> [Required work]: Count the lines in the rows below that contain the string "skin". Reply with the number alone.

> [Entries shown]:
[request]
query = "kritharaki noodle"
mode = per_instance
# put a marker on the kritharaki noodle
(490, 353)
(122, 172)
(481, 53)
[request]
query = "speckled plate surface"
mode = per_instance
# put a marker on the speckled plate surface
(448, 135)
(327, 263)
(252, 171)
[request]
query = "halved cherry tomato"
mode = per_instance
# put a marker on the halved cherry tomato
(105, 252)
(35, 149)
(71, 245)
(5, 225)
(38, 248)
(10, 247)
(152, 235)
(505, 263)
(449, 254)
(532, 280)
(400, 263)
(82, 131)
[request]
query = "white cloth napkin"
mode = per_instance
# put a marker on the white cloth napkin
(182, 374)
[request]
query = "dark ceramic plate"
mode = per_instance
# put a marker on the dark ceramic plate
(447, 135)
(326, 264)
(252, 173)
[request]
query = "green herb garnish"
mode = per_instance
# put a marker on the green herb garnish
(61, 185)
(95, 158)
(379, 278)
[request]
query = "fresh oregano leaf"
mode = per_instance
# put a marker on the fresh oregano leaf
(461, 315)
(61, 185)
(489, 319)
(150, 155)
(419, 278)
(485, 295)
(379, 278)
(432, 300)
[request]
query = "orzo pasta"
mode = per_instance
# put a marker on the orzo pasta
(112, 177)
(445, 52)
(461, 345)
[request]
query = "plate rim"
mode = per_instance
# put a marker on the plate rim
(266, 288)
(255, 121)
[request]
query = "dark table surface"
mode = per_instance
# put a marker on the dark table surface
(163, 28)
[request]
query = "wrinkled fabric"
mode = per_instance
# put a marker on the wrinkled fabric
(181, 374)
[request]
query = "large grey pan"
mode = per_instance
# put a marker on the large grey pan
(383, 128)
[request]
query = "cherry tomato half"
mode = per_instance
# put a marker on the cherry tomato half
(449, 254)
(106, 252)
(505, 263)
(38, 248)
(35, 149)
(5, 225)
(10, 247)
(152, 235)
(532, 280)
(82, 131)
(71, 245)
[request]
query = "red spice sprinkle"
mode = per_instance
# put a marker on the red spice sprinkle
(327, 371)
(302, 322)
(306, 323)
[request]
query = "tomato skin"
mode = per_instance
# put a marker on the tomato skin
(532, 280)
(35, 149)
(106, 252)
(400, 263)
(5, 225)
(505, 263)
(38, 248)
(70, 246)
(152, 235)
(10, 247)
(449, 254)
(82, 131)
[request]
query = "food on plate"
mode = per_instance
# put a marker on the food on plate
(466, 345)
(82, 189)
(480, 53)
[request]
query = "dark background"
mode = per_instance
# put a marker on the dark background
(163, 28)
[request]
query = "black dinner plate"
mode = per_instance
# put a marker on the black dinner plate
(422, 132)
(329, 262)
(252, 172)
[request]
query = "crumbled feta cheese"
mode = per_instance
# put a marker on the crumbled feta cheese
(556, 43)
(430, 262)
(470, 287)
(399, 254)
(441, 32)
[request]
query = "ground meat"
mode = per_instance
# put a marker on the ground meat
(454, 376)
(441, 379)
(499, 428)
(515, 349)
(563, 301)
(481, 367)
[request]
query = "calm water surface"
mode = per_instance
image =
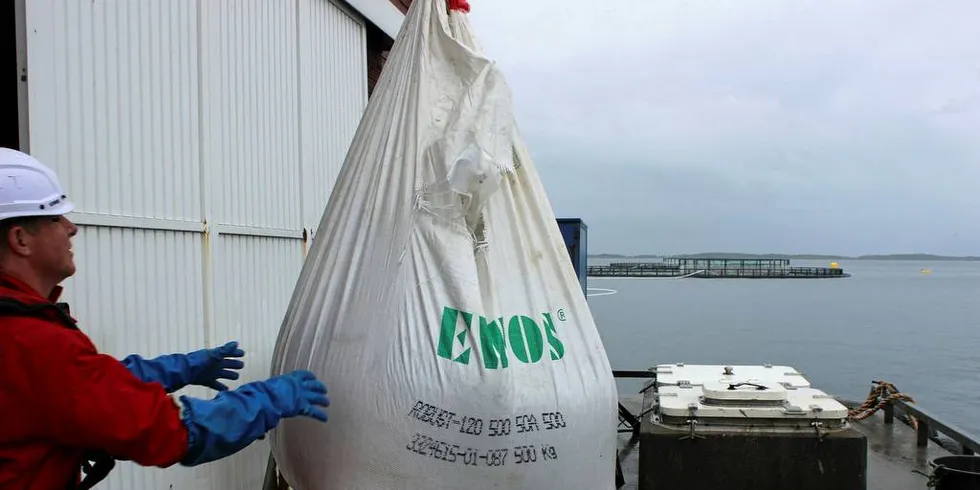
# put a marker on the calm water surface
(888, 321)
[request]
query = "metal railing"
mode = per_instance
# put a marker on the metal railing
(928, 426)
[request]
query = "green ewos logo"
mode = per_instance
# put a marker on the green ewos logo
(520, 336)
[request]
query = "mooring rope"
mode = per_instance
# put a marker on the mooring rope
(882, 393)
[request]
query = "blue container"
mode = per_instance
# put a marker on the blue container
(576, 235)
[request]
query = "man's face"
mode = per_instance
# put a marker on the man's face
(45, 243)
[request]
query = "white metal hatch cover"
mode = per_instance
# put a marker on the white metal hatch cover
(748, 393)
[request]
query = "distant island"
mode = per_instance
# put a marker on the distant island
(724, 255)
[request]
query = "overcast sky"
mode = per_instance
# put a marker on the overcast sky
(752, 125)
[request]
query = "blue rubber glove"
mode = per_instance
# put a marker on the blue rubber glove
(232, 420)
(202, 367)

* * *

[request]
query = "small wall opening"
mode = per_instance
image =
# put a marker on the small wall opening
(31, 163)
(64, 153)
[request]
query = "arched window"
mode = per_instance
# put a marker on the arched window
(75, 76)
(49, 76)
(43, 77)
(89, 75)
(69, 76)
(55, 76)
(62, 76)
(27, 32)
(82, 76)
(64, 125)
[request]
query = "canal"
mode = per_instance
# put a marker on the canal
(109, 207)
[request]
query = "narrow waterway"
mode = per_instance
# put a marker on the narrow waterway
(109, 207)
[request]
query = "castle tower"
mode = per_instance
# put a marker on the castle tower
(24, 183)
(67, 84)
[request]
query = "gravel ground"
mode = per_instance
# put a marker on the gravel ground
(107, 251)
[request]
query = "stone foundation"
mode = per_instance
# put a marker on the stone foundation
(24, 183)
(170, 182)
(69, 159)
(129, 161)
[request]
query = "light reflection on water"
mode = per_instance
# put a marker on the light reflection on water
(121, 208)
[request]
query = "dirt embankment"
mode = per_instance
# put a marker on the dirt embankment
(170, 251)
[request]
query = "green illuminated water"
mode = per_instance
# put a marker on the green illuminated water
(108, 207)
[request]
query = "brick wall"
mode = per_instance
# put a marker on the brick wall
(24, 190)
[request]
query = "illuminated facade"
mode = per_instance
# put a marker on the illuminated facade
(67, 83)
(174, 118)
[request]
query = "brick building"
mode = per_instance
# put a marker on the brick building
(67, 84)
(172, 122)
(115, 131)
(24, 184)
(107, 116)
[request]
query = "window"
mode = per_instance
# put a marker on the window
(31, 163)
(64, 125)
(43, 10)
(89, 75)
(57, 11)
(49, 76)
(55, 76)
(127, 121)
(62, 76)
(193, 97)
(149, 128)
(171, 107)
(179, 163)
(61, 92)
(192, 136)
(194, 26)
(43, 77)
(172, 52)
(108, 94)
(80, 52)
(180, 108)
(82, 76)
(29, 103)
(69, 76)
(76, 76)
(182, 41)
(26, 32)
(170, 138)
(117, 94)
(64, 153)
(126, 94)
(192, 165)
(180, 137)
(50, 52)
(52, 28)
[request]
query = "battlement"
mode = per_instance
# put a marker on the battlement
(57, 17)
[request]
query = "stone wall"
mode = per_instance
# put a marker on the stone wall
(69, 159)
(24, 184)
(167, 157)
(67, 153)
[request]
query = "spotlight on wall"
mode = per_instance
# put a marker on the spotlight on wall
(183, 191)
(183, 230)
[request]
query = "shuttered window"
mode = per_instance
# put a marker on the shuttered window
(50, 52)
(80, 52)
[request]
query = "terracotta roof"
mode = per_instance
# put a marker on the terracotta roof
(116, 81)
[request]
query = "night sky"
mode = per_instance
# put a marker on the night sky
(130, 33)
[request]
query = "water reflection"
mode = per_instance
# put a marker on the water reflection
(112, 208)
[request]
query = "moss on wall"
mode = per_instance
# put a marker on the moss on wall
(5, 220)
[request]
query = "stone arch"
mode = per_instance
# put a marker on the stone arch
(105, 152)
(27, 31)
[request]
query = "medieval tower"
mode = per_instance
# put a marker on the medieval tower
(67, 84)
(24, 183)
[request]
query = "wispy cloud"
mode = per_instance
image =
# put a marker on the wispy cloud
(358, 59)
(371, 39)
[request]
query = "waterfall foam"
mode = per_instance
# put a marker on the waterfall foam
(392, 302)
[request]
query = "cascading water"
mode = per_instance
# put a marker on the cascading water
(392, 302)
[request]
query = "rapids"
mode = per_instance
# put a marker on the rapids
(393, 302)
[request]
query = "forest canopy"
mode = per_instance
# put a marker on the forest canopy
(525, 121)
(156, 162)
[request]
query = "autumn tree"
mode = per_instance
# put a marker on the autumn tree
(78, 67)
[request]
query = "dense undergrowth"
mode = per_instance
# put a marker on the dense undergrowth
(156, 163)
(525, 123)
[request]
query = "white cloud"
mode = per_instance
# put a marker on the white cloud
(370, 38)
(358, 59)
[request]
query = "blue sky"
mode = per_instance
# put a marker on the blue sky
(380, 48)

> [Full answer]: 2